Reproduce the material below line for line, changing no character.

_ _ _ _ _

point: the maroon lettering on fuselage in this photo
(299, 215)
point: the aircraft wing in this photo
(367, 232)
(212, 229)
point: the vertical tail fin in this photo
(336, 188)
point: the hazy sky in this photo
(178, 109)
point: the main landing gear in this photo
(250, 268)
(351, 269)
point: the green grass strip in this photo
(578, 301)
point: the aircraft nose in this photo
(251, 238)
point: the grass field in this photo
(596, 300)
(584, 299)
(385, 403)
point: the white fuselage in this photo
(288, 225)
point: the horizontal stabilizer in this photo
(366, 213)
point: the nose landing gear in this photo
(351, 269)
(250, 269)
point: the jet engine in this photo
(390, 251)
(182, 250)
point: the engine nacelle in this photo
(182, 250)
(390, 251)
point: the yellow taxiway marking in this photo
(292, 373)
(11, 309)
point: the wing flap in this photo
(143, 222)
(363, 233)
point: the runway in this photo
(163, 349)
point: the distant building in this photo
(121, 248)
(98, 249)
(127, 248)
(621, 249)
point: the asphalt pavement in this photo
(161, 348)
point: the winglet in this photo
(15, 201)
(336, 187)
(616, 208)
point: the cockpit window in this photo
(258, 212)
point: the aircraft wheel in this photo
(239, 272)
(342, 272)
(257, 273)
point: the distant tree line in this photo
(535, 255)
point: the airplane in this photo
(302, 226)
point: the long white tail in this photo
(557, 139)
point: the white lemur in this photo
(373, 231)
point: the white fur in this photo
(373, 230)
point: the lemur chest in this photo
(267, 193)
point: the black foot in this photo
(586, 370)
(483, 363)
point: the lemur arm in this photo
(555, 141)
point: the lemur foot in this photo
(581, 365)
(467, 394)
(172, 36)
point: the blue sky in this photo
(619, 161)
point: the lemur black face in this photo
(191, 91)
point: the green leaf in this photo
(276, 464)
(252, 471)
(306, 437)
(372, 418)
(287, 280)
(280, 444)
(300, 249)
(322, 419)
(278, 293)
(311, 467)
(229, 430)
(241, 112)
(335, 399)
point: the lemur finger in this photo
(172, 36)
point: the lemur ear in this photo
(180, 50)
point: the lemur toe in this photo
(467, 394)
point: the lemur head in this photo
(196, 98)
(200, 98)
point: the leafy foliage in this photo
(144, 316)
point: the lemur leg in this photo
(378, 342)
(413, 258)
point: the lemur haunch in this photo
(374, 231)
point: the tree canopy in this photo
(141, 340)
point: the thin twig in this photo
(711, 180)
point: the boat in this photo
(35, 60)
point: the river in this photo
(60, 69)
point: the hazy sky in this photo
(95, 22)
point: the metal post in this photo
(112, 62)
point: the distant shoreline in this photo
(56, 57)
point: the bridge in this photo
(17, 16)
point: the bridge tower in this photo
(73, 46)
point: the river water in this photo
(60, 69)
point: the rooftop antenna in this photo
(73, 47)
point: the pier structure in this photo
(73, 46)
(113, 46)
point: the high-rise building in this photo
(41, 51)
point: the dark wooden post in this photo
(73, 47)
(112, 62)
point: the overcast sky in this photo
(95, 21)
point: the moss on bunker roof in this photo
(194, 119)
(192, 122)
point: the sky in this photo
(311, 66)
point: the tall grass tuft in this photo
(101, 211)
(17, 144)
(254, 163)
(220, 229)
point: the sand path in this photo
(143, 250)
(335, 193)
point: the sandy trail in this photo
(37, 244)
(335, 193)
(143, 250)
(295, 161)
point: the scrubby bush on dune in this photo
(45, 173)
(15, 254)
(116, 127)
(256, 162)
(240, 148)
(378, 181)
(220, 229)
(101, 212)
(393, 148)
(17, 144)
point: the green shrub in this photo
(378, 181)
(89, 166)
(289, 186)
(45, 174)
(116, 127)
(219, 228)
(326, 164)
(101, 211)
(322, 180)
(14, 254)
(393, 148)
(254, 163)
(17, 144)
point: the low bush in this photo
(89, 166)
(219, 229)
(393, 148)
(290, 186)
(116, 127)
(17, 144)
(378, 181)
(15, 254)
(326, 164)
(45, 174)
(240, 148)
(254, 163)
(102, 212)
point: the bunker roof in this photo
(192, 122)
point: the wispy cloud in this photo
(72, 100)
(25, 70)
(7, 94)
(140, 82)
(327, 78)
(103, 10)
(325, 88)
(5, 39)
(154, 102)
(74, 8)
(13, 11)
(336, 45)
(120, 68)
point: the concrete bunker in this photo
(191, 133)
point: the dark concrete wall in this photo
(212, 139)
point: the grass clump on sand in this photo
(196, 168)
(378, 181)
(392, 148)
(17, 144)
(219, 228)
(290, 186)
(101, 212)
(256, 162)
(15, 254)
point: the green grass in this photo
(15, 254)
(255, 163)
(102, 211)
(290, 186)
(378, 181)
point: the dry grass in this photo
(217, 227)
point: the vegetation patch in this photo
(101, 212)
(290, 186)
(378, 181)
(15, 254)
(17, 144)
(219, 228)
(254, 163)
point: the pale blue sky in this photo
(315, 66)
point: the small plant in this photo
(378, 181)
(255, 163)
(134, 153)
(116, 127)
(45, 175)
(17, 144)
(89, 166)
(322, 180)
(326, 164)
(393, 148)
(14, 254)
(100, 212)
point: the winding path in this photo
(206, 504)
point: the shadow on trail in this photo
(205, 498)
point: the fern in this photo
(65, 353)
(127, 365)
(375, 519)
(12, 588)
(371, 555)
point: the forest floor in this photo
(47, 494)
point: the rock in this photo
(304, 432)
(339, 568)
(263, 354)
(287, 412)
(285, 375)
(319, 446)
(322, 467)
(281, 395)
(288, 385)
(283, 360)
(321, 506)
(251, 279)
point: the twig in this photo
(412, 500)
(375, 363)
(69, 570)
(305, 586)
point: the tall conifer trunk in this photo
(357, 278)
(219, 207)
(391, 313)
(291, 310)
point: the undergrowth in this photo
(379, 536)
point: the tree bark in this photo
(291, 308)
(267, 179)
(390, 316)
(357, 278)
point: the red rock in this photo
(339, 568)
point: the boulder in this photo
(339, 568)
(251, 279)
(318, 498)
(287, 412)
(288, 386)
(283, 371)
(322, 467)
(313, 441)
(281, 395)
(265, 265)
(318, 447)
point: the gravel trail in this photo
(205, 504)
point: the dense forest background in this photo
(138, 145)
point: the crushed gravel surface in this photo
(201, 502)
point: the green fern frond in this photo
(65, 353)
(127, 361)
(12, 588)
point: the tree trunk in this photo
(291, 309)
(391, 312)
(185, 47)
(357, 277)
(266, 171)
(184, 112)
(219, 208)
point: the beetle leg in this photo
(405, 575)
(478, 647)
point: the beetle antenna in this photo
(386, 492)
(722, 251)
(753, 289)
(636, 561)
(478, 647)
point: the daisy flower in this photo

_ _ _ _ _

Output for this exercise =>
point: the maroon lettering on fuselage in this photo
(299, 215)
point: the aircraft wing in this photo
(367, 232)
(212, 229)
point: the vertical tail fin in this photo
(336, 188)
point: the hazy sky in this photo
(178, 109)
point: the main landing gear in this photo
(250, 268)
(351, 269)
point: the green grass strip in this photo
(578, 301)
point: the aircraft nose in this photo
(251, 238)
point: the grass field in this photo
(596, 300)
(584, 299)
(385, 403)
point: the white fuselage in this photo
(288, 225)
point: the horizontal stabilizer in this photo
(366, 213)
point: the nose landing gear in this photo
(351, 269)
(250, 269)
point: the jet engine in this photo
(390, 251)
(182, 250)
point: the engine nacelle in this photo
(182, 250)
(390, 251)
point: the yellow taxiway marking in this photo
(292, 373)
(11, 309)
point: the wing flap in this photo
(143, 222)
(363, 233)
point: the runway in this photo
(163, 349)
point: the distant building in this photo
(121, 248)
(98, 249)
(127, 248)
(621, 249)
point: the asphalt pavement in this photo
(161, 348)
point: the winglet in this photo
(15, 201)
(336, 187)
(616, 208)
point: the cockpit window in this photo
(258, 212)
point: the aircraft wheel in this photo
(239, 272)
(342, 272)
(257, 273)
point: the distant tree line in this photo
(535, 255)
point: the airplane in this photo
(302, 226)
point: the long white tail in this photo
(557, 139)
point: the white lemur in this photo
(373, 231)
point: the white fur in this photo
(373, 230)
point: the lemur chest in this photo
(267, 193)
point: the black foot in this photo
(586, 370)
(483, 363)
point: the lemur arm in this photo
(555, 141)
point: the lemur foot in this photo
(581, 365)
(467, 394)
(172, 36)
point: the blue sky in this photo
(619, 161)
point: the lemur black face in this photo
(191, 91)
point: the green leaf in this photo
(276, 464)
(252, 471)
(306, 437)
(372, 418)
(287, 280)
(280, 444)
(300, 249)
(322, 419)
(278, 293)
(311, 467)
(229, 430)
(241, 112)
(335, 399)
point: the lemur finger in this photo
(172, 36)
point: the lemur ear in this photo
(180, 50)
point: the lemur toe in this photo
(467, 394)
point: the lemur head in this photo
(196, 98)
(200, 98)
point: the leafy foliage in this photo
(144, 316)
point: the lemur leg in this photo
(378, 342)
(413, 258)
point: the lemur haunch in this photo
(374, 231)
point: the tree canopy in this photo
(141, 340)
point: the thin twig in this photo
(711, 180)
point: the boat in this photo
(35, 60)
point: the river in this photo
(60, 69)
point: the hazy sky in this photo
(95, 22)
point: the metal post in this photo
(112, 62)
point: the distant shoreline in this photo
(56, 57)
point: the bridge in this photo
(17, 16)
point: the bridge tower in this photo
(73, 46)
point: the river water in this photo
(60, 69)
point: the rooftop antenna in this photo
(73, 47)
point: the pier structure in this photo
(73, 46)
(113, 46)
point: the high-rise building in this photo
(41, 51)
point: the dark wooden post in this photo
(73, 47)
(112, 62)
point: the overcast sky in this photo
(95, 21)
point: the moss on bunker roof in this photo
(194, 119)
(192, 122)
point: the sky in this photo
(311, 66)
point: the tall grass tuft in this photo
(101, 211)
(17, 144)
(254, 163)
(220, 229)
point: the sand path in this photo
(143, 250)
(335, 193)
point: the sandy trail in this photo
(37, 244)
(335, 193)
(143, 250)
(295, 161)
point: the scrubby bush on dune in this photo
(45, 173)
(15, 254)
(116, 127)
(256, 162)
(240, 148)
(378, 181)
(220, 229)
(101, 212)
(393, 148)
(17, 144)
point: the green shrub in this photo
(378, 181)
(89, 166)
(289, 186)
(45, 174)
(116, 127)
(219, 228)
(326, 164)
(101, 211)
(322, 180)
(14, 254)
(393, 148)
(254, 163)
(17, 144)
point: the low bush in this photo
(89, 166)
(219, 229)
(393, 148)
(290, 186)
(116, 127)
(17, 144)
(378, 181)
(15, 254)
(326, 164)
(45, 174)
(240, 148)
(254, 163)
(102, 212)
point: the bunker roof in this photo
(192, 122)
point: the wispy cloud in this photo
(72, 100)
(25, 70)
(7, 94)
(140, 82)
(327, 78)
(103, 10)
(325, 88)
(5, 39)
(154, 102)
(74, 8)
(13, 11)
(336, 45)
(120, 68)
point: the concrete bunker in this photo
(191, 133)
point: the dark concrete wall in this photo
(212, 139)
point: the grass clump on sand in this photo
(196, 168)
(378, 181)
(392, 148)
(17, 144)
(219, 228)
(290, 186)
(101, 212)
(256, 162)
(15, 254)
point: the green grass in this photo
(15, 254)
(255, 163)
(102, 211)
(290, 186)
(378, 181)
point: the dry grass in this photo
(217, 227)
point: the vegetation patch in this photo
(101, 212)
(290, 186)
(378, 181)
(15, 254)
(17, 144)
(219, 228)
(254, 163)
point: the pale blue sky in this photo
(315, 66)
point: the small plant in this photo
(378, 181)
(255, 163)
(134, 153)
(116, 127)
(45, 175)
(17, 144)
(89, 166)
(322, 180)
(326, 164)
(393, 148)
(14, 254)
(100, 212)
point: the winding path in this photo
(206, 504)
point: the shadow on trail in this photo
(205, 498)
point: the fern in this photo
(65, 353)
(127, 365)
(375, 519)
(12, 588)
(371, 555)
point: the forest floor in this photo
(47, 494)
point: the rock in this photo
(304, 432)
(339, 568)
(263, 354)
(287, 412)
(285, 375)
(319, 446)
(322, 467)
(281, 395)
(288, 385)
(283, 360)
(321, 506)
(251, 279)
point: the twig in this photo
(412, 500)
(375, 363)
(69, 570)
(305, 586)
point: the tall conifer trunk in this photo
(357, 278)
(219, 207)
(391, 313)
(291, 310)
point: the undergrowth in this photo
(379, 536)
point: the tree bark in this photo
(291, 308)
(267, 179)
(390, 316)
(357, 278)
point: the red rock in this photo
(339, 568)
point: the boulder in this photo
(339, 568)
(251, 279)
(318, 498)
(287, 412)
(288, 386)
(283, 371)
(322, 467)
(313, 441)
(281, 395)
(265, 265)
(318, 447)
point: the gravel trail in this photo
(205, 504)
point: the dense forest background in this photo
(138, 145)
point: the crushed gravel surface in this photo
(201, 502)
point: the green fern frond in this photo
(65, 353)
(127, 361)
(12, 588)
point: the tree trunk in this photo
(291, 309)
(391, 312)
(185, 47)
(357, 277)
(266, 171)
(184, 112)
(219, 208)
point: the beetle leg in this photo
(405, 575)
(478, 647)
point: the beetle antenna in this photo
(386, 492)
(722, 251)
(753, 289)
(636, 561)
(478, 647)
point: the daisy flower in this photo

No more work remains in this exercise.